═════ Exercise passage

Tech Touch Customer Success Strategies That Every SaaS Should Use
Tech-touch customer success offers a highly-relevant and personalized experience to your customer while also being automated using software.
What’s better, any SaaS business can leverage tech-touch strategies to increase customer loyalty and scale customer success more efficiently.
So if you’re in, let’s clarify the concepts:
What is tech-touch customer success?
Tech-touch customer success uses software to gather user data, analyze it, and personalize the product experience throughout the customer journey.
It’s more than low-touch onboarding that relies on software to onboard users.
It covers every stage of customer success beyond onboarding and every point of communication with the customer (in-app messaging, emails, chat, etc.). It also determines when human interaction is needed based on metrics like health score and net promoter score.
Tech-touch customer success vs. High-touch customer success vs. Low-touch customer success
Although tech-touch customer success sounds similar to low-touch onboarding, they are different engagement models.
Let’s clarify what each model means:
High-touch models
High-touch models are mainly used for complex products with enterprise customers who require constant interaction with a customer success manager to achieve success.
It always follows a 1-on-1 human onboarding experience.

══════════

Assignment =
Write out the whole passage on tech-touch customer success word for word. The entries were drawn from a separate source.

═════ Data for review

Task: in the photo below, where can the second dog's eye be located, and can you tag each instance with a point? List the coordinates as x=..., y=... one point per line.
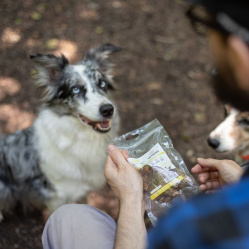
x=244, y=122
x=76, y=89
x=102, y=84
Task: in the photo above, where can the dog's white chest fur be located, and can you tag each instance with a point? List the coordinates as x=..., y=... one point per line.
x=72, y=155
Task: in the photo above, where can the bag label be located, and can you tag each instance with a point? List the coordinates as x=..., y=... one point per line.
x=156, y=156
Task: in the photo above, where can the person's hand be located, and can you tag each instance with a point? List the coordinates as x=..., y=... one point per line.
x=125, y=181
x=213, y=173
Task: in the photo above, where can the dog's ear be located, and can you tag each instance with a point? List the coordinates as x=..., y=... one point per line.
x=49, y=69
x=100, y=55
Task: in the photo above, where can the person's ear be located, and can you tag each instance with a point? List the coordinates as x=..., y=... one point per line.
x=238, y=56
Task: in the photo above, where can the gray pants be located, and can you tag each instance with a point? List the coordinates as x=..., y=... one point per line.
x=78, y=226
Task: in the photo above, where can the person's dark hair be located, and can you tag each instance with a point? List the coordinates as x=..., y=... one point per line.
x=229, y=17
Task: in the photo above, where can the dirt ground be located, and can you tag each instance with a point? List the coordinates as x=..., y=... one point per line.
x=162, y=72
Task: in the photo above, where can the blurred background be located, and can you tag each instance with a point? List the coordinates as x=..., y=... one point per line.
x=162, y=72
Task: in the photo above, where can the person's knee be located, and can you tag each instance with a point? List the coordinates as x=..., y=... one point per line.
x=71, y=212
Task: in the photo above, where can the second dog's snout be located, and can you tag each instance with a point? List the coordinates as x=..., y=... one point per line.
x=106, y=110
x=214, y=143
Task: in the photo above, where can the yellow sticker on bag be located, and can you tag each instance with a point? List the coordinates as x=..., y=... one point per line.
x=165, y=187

══════════

Exercise result =
Tech Touch Customer Success Strategies That Every SaaS Should Use
Tech-touch customer success offers a highly-relevant and personalized experience to your customer while also being automated using software.
What’s better, any SaaS business can leverage tech-touch strategies to increase customer loyalty and scale customer success more efficiently.
So if you’re in, let’s clarify the concepts:
What is tech-touch customer success?
Tech-touch customer success uses software to gather user data, analyze it, and personalize the product experience throughout the customer journey.
It’s more than low-touch onboarding that relies on software to onboard users.
It covers every stage of customer success beyond onboarding and every point of communication with the customer (in-app messaging, emails, chat, etc.). It also determines when human interaction is needed based on metrics like health score and net promoter score.
Tech-touch customer success vs. High-touch customer success vs. Low-touch customer success
Although tech-touch customer success sounds similar to low-touch onboarding, they are different engagement models.
Let’s clarify what each model means:
High-touch models
High-touch models are mainly used for complex products with enterprise customers who require constant interaction with a customer success manager to achieve success.
It always follows a 1-on-1 human onboarding experience.